--- Given records ---
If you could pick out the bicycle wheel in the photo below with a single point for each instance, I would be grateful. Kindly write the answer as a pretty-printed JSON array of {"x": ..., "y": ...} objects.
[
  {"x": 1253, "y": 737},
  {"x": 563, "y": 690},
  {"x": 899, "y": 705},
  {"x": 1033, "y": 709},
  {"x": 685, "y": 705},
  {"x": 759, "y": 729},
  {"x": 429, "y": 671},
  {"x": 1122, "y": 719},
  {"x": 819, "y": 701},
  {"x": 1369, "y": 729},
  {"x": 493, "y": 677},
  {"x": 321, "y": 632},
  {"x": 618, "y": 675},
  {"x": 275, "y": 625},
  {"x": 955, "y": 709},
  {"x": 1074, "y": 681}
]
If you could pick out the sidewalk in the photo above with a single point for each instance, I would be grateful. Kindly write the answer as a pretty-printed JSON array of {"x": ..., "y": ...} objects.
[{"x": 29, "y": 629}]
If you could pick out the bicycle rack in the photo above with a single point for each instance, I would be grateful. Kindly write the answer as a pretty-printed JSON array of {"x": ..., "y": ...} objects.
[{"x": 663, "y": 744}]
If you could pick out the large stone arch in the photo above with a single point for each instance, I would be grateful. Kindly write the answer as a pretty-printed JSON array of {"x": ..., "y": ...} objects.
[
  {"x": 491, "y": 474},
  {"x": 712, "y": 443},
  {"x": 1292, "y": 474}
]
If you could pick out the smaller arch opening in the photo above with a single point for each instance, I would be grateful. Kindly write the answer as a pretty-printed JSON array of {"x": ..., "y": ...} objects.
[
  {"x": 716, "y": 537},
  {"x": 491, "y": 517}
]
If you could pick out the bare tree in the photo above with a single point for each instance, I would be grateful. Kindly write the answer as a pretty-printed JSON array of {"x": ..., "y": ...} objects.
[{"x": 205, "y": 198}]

--- Task brief ---
Starting at the row that contains "If you could pick out the large" and going through the last row, rewrite those lines with "grateful" renamed to "thankful", leaving everything else unchanged.

--- Solution ---
If you could pick out the large stone arch in the photo above with a single point for each instance, I would be thankful. Kindly write the answer as a pretty-printed JSON array of {"x": ..., "y": ...} objects.
[
  {"x": 491, "y": 474},
  {"x": 712, "y": 443},
  {"x": 1292, "y": 474}
]
If you could pick out the smaller arch opening in the photo above with a single point for each instance, I would be thankful. Kindly write the answer as a pretty-printed JSON array of {"x": ..., "y": ...} objects.
[
  {"x": 716, "y": 537},
  {"x": 491, "y": 517}
]
If you could pick out the bare tree in the photo above with a single point for each instance, I would be thankful. Kindly write the answer as a pretty-printed JSON array of {"x": ..., "y": ...} objects.
[{"x": 205, "y": 198}]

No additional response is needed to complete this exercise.